(Directive): Find "Q: give x and y for each instance of the ventilation" in the material below, then copy that line and every subsequent line to the end, exactly.

(Location annotation dataset excerpts):
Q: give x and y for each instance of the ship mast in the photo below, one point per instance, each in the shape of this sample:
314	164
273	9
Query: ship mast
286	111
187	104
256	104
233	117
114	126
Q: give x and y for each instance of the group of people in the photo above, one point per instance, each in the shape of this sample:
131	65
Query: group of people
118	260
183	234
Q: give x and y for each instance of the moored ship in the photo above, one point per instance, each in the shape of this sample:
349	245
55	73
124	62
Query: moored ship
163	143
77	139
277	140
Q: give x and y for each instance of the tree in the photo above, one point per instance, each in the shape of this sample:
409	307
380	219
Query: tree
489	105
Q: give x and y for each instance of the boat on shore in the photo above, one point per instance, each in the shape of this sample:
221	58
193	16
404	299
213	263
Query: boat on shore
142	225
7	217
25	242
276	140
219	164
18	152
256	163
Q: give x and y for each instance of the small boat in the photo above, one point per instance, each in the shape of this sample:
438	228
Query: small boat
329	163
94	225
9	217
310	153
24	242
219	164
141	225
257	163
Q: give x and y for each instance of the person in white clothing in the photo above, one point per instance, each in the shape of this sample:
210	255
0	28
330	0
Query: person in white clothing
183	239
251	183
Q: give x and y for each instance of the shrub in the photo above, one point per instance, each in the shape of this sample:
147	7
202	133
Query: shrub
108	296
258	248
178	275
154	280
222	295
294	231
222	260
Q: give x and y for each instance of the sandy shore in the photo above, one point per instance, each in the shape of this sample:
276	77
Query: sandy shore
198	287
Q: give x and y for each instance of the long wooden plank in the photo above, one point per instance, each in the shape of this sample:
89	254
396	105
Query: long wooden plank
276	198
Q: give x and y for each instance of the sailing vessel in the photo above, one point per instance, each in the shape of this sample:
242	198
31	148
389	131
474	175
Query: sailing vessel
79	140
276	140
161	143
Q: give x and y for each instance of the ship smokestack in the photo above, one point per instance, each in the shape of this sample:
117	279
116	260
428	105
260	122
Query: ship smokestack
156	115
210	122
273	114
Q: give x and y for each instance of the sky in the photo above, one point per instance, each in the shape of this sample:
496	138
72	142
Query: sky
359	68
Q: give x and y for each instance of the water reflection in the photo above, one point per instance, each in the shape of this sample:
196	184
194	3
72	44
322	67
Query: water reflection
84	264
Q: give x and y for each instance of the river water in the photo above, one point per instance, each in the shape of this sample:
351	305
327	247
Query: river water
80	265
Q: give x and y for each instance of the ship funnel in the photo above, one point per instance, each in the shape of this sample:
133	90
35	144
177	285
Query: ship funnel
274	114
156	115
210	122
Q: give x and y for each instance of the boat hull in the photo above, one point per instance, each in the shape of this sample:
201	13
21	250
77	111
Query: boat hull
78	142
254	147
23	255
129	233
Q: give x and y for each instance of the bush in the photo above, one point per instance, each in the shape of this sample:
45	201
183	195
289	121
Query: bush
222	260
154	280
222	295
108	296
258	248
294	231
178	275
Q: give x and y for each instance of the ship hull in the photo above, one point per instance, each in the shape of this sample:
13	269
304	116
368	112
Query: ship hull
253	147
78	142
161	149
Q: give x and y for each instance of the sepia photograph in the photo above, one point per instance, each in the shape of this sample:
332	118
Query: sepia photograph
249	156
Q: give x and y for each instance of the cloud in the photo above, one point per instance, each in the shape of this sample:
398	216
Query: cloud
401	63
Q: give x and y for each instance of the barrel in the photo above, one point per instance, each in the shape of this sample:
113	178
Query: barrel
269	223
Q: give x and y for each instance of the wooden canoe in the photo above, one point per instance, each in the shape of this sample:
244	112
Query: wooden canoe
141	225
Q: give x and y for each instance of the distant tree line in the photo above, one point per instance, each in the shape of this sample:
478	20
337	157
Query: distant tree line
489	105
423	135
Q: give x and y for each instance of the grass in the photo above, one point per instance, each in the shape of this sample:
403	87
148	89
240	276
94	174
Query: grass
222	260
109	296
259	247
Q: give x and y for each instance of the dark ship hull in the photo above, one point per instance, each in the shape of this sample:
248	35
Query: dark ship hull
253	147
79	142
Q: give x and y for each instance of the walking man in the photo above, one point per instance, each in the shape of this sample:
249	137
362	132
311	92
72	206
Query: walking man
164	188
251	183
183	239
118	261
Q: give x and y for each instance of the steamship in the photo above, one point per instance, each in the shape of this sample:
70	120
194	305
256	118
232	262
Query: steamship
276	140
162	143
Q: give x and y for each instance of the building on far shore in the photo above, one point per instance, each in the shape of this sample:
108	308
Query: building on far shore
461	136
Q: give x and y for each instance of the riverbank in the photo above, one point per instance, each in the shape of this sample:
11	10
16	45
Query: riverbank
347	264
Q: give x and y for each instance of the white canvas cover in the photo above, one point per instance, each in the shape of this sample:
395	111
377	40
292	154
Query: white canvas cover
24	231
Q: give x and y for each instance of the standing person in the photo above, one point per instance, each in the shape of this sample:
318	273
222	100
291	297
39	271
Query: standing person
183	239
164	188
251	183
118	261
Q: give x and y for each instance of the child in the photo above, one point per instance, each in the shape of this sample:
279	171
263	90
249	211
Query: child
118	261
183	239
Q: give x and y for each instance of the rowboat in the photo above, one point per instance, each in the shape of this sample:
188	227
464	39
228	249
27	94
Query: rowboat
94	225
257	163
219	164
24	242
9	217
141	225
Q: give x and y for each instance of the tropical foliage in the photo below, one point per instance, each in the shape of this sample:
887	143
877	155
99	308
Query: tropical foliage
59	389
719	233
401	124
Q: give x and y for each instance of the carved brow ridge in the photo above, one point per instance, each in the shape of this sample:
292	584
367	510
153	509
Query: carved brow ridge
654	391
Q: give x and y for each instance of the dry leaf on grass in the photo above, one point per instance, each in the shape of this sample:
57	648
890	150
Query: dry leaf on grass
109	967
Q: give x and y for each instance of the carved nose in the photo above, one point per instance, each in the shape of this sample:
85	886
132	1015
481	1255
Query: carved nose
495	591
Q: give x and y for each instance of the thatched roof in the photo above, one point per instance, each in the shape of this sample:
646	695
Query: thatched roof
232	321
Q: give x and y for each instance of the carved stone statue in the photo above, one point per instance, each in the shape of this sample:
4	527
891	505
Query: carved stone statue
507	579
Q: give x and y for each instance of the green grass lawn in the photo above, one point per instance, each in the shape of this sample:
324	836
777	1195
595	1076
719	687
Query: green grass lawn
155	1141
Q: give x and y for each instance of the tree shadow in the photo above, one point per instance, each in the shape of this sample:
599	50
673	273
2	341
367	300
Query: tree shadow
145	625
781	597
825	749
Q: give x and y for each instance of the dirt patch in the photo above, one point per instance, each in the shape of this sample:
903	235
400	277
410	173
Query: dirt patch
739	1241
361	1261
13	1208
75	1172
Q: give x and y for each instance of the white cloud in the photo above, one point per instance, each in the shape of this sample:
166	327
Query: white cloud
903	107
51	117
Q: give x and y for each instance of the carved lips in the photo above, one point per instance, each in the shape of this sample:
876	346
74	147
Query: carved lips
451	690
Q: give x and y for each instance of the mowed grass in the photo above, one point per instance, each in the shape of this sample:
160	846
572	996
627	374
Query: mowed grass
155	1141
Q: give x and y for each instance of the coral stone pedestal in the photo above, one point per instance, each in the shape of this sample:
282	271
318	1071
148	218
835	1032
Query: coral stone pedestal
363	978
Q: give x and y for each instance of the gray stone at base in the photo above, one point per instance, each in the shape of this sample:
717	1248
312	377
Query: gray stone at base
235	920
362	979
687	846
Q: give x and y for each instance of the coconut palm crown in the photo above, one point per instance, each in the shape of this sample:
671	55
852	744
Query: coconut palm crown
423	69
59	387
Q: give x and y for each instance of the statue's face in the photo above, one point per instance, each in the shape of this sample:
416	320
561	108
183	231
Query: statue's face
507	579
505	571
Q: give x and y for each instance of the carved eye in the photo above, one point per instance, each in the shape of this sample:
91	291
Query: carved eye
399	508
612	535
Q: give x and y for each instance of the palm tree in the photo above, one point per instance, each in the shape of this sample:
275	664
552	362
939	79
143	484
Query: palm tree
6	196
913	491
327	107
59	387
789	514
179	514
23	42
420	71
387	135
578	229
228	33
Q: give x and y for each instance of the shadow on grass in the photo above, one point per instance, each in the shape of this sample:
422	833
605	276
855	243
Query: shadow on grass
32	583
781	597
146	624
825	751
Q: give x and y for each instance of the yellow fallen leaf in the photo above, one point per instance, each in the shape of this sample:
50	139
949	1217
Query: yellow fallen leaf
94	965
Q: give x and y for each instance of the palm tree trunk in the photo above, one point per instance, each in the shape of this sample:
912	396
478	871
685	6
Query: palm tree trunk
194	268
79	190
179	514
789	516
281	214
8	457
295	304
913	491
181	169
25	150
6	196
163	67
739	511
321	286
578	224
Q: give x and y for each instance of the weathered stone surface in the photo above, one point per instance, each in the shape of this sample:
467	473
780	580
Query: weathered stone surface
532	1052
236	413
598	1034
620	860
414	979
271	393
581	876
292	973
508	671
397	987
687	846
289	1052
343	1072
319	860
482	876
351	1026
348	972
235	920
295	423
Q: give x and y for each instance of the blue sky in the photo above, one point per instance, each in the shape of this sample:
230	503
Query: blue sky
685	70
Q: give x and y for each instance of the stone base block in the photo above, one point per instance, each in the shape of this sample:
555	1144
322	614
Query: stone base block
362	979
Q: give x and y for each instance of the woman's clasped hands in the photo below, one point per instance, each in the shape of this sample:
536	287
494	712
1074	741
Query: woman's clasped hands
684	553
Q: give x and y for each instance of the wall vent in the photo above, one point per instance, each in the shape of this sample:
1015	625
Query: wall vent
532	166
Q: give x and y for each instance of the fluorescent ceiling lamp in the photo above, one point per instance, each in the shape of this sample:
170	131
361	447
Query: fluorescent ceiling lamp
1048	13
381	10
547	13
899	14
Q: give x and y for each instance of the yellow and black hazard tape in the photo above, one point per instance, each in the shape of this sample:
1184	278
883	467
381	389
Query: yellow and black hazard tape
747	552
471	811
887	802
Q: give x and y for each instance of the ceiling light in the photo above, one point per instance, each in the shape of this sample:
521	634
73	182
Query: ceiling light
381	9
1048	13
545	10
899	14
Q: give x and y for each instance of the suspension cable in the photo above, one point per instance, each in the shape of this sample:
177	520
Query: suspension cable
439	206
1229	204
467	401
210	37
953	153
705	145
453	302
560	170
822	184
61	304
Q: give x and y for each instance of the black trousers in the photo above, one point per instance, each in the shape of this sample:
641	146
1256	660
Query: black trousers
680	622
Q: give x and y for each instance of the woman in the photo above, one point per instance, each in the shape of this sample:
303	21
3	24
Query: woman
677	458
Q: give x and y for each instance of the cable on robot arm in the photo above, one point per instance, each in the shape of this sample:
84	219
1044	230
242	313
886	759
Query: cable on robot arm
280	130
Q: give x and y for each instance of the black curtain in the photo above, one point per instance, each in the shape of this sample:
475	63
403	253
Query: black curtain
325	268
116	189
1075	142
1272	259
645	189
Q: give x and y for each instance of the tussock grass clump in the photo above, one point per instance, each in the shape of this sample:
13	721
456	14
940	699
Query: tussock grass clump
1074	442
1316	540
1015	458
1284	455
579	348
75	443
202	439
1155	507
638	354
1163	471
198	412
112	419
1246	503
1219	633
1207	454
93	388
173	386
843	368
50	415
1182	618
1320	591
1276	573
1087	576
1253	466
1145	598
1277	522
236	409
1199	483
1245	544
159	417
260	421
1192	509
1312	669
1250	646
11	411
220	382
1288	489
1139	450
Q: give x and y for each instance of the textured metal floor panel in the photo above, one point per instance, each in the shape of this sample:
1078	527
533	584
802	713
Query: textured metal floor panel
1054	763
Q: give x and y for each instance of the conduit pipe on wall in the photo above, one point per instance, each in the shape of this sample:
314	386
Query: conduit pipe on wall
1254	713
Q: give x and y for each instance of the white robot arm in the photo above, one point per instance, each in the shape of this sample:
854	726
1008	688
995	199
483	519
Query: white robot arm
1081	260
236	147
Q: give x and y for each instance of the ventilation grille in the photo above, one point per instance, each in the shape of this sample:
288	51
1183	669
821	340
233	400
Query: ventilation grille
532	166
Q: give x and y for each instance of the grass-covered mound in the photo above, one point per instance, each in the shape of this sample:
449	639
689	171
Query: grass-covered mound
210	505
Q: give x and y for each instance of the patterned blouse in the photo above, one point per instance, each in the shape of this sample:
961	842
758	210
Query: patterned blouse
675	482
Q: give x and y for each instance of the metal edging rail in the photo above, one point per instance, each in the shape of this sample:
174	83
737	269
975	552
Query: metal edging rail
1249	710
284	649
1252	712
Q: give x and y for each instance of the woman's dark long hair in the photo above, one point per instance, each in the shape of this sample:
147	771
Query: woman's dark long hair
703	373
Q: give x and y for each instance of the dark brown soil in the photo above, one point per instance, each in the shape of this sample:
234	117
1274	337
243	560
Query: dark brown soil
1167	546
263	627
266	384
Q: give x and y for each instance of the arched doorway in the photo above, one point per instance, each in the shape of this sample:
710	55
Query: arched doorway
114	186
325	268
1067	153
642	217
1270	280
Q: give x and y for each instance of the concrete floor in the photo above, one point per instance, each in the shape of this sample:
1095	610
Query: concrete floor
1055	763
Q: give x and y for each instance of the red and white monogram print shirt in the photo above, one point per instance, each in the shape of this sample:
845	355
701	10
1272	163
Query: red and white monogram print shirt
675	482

(Solution to this exercise):
Q: give x and y for each instance of the ventilation grille in the photo above, one point per instance, each in the shape of this sample:
288	51
1183	669
821	340
233	400
Query: ventilation grille
532	166
Q: give x and y for each instance of the grass-covered mound in the photo above, one point per instance, each in the shape of this sample:
449	639
689	171
Query: grass-covered mound
210	505
Q: give x and y for each instance of the patterned blouse in the photo above, one point per instance, each in the shape of this sample:
961	842
758	210
Query: patterned blouse
675	482
Q: give x and y for each instance of the metal edging rail in the photo above, one point per instance, each in the shape of this sample:
174	83
737	269
975	552
Query: metal edging rail
1249	710
284	649
1252	712
Q: give x and y for each instance of the woman's dark long hair in the photo above, one point per instance, each in the shape of this sample:
147	771
Query: woman's dark long hair
703	373
Q: give x and y for each instance of the dark brown soil in the photo above, one point per instance, each in the shape of this sample:
234	117
1274	337
243	560
Query: dark brown soil
1167	546
263	627
266	384
Q: give x and y for each instance of the arched doorway in the photo above, one point per instance, each in the shape of this sample:
710	55
Query: arched doorway
114	186
325	268
1067	153
642	217
1270	280
Q: give x and y for each instance of the concrete floor in the photo above, one point per instance, each in the shape of this sample:
1095	610
Query: concrete floor
1055	763
Q: give x and y for each instance of the red and white monogram print shirt in the photo above, one point per instance, each in the shape of this sample:
845	355
701	10
1272	163
Query: red and white monogram print shirt
675	482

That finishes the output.